Todo se ha convertido en “Por mi culpa, por mi culpa, por mi gran culpa”. O la culpa del prójimo, o de otros. Una sociedad de miedo, culpa, odio y autoculpabilidad, donde no hay otros horizontes ya. A diferencia de lo que ha ocurrido con otras grandes tragedias que ha vivido nuestro país, esta nos ha separado y convertido cualquier espacio en un campo de guerra. Prohibido el disenso y el debate, la aspereza y la depresión flotan en el aire, contaminando y marchitando cualquier pequeño brote de alegría y exterminando la posibilidad de ampliar la perspectiva.
┄┄┄┄┄┄
Ejercicios
1. Edita el texto y reescribe todo lo que va desde «Todo se ha convertido» hasta «ampliar la perspectiva.», sustituyendo «sociedad» por «comunidad».
2. ¿Concuerdan con el texto estas afirmaciones? Responde sí o no a cada una y cita las palabras exactas del texto que lo deciden. (a) Como otras grandes tragedias del país, esta ha unido a la gente. (b) El disenso y el debate están prohibidos. (c) Se describe una sociedad de miedo, culpa, odio y autoculpabilidad.
Básate solo en el texto.

Datos de señalamiento de regiones:
┄┄┄┄┄┄
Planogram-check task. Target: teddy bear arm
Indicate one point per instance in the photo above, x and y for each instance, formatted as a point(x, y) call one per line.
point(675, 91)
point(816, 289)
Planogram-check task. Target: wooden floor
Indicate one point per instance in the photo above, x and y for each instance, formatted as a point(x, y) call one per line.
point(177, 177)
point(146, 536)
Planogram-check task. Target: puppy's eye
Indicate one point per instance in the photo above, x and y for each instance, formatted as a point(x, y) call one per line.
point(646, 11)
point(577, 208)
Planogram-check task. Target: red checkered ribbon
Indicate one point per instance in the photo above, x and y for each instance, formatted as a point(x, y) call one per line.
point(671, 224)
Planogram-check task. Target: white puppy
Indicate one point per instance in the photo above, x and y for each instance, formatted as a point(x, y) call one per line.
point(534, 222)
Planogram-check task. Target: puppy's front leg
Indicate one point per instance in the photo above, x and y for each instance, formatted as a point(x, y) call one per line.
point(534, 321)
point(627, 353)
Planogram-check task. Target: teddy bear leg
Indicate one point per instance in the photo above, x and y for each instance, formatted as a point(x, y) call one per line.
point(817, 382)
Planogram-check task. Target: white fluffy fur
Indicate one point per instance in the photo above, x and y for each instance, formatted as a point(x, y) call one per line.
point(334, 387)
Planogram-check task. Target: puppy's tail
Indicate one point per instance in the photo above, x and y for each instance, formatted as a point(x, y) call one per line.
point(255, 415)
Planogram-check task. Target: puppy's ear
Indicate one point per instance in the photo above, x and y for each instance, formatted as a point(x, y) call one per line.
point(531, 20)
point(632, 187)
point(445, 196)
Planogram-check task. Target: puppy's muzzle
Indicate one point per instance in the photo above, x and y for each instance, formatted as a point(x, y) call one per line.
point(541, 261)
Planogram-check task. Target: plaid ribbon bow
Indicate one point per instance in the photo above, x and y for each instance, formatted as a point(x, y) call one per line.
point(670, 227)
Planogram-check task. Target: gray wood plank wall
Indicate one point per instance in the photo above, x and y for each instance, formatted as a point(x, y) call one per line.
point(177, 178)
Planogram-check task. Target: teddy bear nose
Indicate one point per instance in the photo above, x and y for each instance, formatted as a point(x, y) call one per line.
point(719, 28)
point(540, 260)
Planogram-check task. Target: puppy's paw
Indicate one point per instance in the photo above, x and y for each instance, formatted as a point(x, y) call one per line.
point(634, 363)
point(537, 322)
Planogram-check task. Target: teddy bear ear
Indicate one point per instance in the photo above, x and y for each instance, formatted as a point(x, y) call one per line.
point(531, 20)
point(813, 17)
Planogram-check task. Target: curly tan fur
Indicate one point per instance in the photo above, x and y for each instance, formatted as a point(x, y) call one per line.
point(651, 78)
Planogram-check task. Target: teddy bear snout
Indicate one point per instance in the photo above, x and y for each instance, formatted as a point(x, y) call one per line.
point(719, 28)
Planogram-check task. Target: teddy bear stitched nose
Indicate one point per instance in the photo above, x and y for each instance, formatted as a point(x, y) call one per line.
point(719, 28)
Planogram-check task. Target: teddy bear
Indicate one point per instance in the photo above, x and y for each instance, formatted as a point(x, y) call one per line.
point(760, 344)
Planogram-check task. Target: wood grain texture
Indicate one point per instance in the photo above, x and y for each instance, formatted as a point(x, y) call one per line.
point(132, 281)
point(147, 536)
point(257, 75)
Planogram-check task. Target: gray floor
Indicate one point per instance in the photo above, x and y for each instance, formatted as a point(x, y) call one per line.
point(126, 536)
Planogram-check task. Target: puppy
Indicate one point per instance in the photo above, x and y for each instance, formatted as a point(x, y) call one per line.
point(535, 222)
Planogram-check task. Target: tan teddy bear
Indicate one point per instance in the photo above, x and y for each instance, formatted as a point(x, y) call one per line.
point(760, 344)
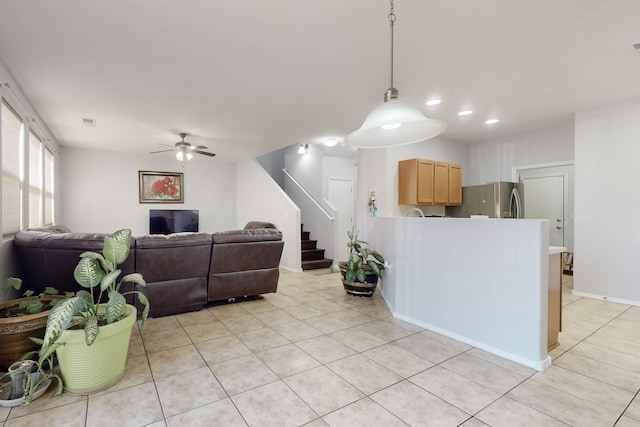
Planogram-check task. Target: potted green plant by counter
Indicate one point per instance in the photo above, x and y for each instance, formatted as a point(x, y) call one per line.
point(361, 272)
point(22, 318)
point(94, 335)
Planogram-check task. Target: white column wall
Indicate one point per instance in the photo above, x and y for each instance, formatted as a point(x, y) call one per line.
point(607, 206)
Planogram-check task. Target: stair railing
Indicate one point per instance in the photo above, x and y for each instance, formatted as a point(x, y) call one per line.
point(317, 219)
point(309, 196)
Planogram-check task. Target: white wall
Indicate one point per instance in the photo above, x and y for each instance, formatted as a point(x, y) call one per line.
point(494, 160)
point(260, 198)
point(482, 282)
point(101, 190)
point(607, 221)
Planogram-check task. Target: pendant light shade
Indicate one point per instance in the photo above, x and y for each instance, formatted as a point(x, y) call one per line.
point(394, 123)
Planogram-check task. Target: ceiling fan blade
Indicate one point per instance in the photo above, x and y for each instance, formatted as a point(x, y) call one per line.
point(206, 153)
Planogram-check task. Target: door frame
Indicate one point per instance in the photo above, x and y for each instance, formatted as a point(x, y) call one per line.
point(542, 171)
point(340, 239)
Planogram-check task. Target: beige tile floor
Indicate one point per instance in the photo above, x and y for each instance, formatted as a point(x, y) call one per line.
point(312, 355)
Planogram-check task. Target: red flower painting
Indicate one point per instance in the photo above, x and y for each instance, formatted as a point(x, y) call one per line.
point(157, 187)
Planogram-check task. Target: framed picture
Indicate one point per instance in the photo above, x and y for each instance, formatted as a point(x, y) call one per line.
point(161, 187)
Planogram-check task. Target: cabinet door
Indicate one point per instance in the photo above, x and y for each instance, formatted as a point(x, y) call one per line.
point(408, 182)
point(425, 182)
point(455, 185)
point(441, 183)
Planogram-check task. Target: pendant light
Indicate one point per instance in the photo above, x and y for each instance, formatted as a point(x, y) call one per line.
point(394, 122)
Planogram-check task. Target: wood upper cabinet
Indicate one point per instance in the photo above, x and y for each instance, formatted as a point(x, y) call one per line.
point(426, 182)
point(441, 183)
point(415, 182)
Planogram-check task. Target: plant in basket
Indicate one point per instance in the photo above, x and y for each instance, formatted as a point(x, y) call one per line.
point(361, 272)
point(94, 335)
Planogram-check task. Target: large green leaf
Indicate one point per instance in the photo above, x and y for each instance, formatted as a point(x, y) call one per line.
point(88, 272)
point(59, 388)
point(374, 267)
point(108, 280)
point(91, 330)
point(377, 256)
point(115, 306)
point(116, 247)
point(144, 301)
point(86, 297)
point(60, 317)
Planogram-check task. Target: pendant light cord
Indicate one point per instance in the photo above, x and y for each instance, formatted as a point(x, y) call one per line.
point(392, 20)
point(391, 93)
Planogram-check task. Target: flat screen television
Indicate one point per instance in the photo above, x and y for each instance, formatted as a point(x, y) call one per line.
point(167, 221)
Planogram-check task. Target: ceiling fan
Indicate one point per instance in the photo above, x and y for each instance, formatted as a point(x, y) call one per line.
point(184, 150)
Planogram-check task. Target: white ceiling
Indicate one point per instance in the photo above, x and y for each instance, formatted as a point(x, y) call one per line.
point(247, 77)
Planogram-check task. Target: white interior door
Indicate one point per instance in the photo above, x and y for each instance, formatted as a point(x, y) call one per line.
point(544, 199)
point(340, 194)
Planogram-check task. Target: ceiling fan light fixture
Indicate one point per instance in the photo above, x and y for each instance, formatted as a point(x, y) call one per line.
point(394, 123)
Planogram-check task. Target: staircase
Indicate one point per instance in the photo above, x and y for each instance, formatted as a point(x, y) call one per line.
point(312, 257)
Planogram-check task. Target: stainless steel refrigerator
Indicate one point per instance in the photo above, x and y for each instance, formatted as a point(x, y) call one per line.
point(496, 200)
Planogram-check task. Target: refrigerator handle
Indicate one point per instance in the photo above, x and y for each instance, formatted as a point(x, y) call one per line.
point(515, 208)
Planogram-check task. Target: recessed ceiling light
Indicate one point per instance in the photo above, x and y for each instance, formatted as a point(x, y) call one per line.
point(330, 142)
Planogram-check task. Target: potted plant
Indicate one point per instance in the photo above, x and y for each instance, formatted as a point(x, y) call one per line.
point(361, 272)
point(94, 335)
point(22, 318)
point(29, 378)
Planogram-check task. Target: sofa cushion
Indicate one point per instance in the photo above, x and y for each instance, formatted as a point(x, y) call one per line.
point(250, 235)
point(251, 225)
point(175, 240)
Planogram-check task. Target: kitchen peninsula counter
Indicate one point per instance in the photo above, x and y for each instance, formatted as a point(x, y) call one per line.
point(480, 281)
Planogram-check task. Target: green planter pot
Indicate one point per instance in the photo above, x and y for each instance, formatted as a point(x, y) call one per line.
point(86, 369)
point(362, 289)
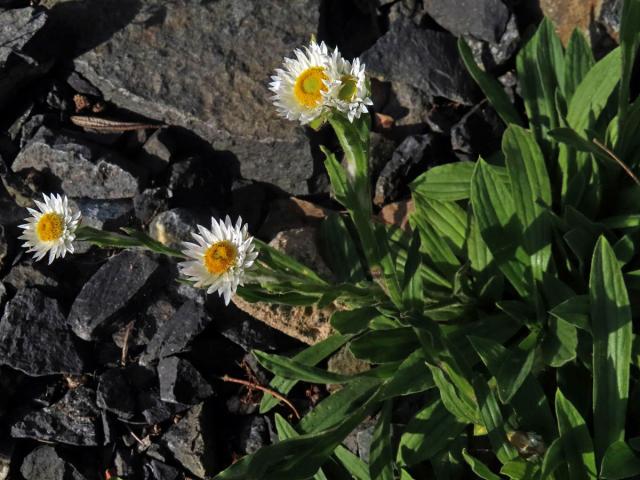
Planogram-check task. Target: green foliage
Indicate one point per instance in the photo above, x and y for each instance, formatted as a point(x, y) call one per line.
point(506, 312)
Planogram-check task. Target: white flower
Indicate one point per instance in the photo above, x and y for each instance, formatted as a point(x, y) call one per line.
point(348, 90)
point(301, 86)
point(220, 257)
point(51, 229)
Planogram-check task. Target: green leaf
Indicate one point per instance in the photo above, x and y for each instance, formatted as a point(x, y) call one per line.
point(339, 250)
point(455, 401)
point(381, 346)
point(352, 463)
point(492, 419)
point(578, 60)
point(576, 441)
point(380, 456)
point(427, 433)
point(309, 356)
point(629, 41)
point(494, 210)
point(561, 342)
point(479, 468)
point(619, 462)
point(412, 376)
point(611, 327)
point(531, 192)
point(490, 86)
point(592, 94)
point(447, 182)
point(285, 431)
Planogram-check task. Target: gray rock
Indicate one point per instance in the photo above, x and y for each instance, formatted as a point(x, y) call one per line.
point(190, 441)
point(426, 59)
point(407, 161)
point(175, 226)
point(35, 337)
point(28, 276)
point(174, 335)
point(74, 420)
point(229, 51)
point(118, 284)
point(81, 169)
point(180, 382)
point(44, 463)
point(162, 471)
point(482, 19)
point(17, 28)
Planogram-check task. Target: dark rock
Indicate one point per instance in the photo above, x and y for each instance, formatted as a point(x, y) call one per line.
point(408, 160)
point(248, 200)
point(479, 132)
point(150, 202)
point(253, 434)
point(119, 283)
point(155, 155)
point(114, 393)
point(44, 463)
point(174, 336)
point(180, 382)
point(234, 58)
point(426, 59)
point(175, 226)
point(190, 441)
point(162, 471)
point(482, 19)
point(80, 169)
point(6, 452)
point(3, 247)
point(35, 337)
point(74, 420)
point(198, 181)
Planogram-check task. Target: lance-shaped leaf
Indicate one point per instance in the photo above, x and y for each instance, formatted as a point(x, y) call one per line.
point(612, 336)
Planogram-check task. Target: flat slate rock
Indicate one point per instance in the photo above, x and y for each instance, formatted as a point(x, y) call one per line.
point(482, 19)
point(35, 337)
point(82, 170)
point(44, 463)
point(425, 59)
point(74, 420)
point(211, 78)
point(190, 441)
point(175, 335)
point(115, 286)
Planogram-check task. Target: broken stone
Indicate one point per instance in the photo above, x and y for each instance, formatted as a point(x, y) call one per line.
point(181, 383)
point(236, 57)
point(44, 463)
point(190, 441)
point(117, 284)
point(482, 19)
point(309, 324)
point(426, 59)
point(409, 159)
point(175, 226)
point(174, 335)
point(80, 169)
point(74, 420)
point(397, 213)
point(151, 202)
point(35, 337)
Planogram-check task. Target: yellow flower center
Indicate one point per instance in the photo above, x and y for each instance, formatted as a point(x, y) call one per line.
point(348, 89)
point(220, 257)
point(309, 86)
point(50, 227)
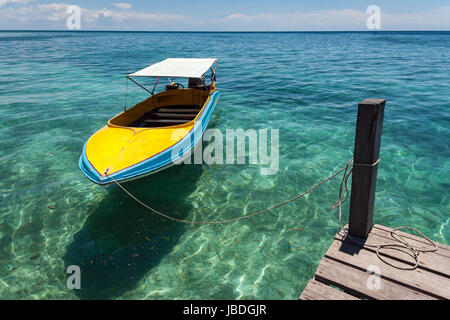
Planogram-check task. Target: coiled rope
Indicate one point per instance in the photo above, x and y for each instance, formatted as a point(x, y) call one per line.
point(401, 241)
point(343, 195)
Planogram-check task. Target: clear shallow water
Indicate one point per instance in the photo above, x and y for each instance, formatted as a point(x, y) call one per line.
point(58, 88)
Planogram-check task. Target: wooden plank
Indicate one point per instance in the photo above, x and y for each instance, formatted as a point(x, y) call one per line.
point(419, 279)
point(316, 290)
point(369, 125)
point(359, 283)
point(176, 115)
point(165, 121)
point(430, 261)
point(417, 239)
point(165, 109)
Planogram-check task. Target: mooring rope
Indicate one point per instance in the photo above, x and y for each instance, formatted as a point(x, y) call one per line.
point(343, 195)
point(234, 219)
point(401, 241)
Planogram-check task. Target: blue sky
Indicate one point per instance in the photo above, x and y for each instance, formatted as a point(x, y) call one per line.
point(234, 15)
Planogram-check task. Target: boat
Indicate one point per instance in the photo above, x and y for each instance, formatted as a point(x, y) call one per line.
point(159, 131)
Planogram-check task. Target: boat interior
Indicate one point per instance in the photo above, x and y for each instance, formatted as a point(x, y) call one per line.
point(175, 106)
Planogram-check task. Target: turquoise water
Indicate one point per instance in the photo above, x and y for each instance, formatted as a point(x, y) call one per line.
point(58, 88)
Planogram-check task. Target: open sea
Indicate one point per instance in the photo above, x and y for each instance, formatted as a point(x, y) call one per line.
point(57, 88)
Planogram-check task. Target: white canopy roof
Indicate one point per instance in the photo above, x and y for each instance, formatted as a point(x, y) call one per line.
point(177, 68)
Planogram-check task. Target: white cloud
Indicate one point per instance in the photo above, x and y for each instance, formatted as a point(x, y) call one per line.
point(122, 5)
point(53, 16)
point(5, 2)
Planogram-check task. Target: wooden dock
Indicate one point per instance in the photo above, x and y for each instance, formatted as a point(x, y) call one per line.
point(351, 268)
point(349, 271)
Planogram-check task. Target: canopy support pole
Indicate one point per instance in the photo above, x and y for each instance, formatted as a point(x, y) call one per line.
point(141, 85)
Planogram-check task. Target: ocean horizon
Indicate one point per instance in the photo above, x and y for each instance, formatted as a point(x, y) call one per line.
point(59, 87)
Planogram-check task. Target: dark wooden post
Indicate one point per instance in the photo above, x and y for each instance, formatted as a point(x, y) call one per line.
point(367, 150)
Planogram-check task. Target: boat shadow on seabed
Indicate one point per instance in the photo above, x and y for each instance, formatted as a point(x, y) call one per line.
point(121, 241)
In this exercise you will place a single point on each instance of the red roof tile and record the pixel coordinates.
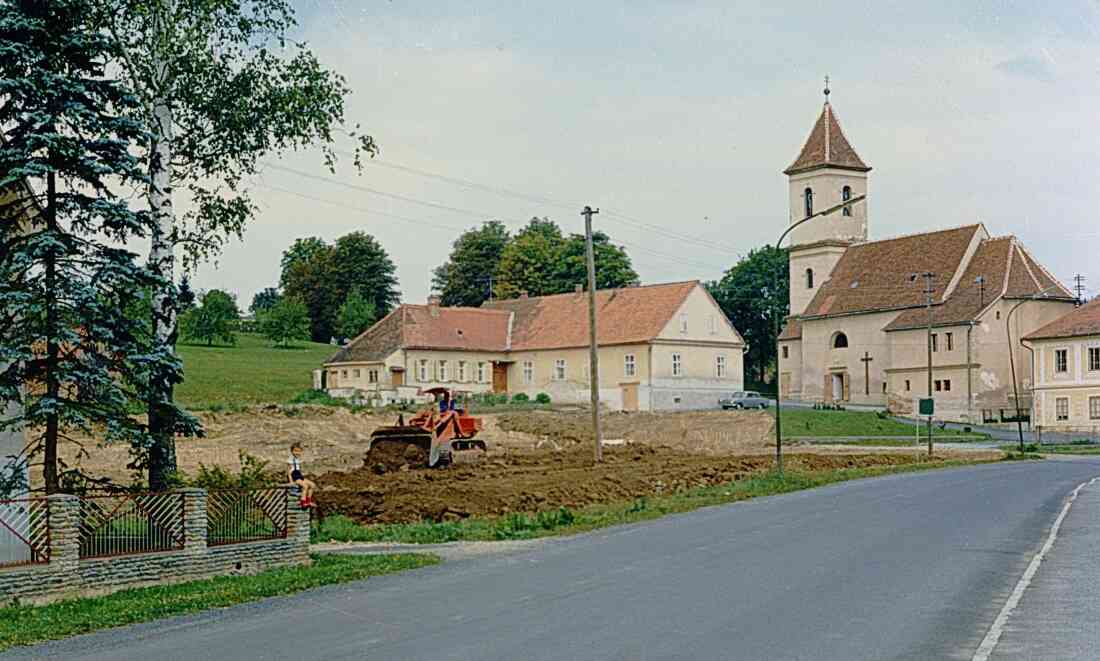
┄┄┄┄┄┄
Tus respuestas
1.
Todo se ha convertido en “Por mi culpa, por mi culpa, por mi gran culpa”. O la culpa del prójimo, o de otros. Una comunidad de miedo, culpa, odio y autoculpabilidad, donde no hay otros horizontes ya. A diferencia de lo que ha ocurrido con otras grandes tragedias que ha vivido nuestro país, esta nos ha separado y convertido cualquier espacio en un campo de guerra. Prohibido el disenso y el debate, la aspereza y la depresión flotan en el aire, contaminando y marchitando cualquier pequeño brote de alegría y exterminando la posibilidad de ampliar la perspectiva.

2.
(a) No: «esta nos ha separado y convertido cualquier espacio en un campo de guerra».
(b) Sí: «Prohibido el disenso y el debate».
(c) Sí: «Una sociedad de miedo, culpa, odio y autoculpabilidad».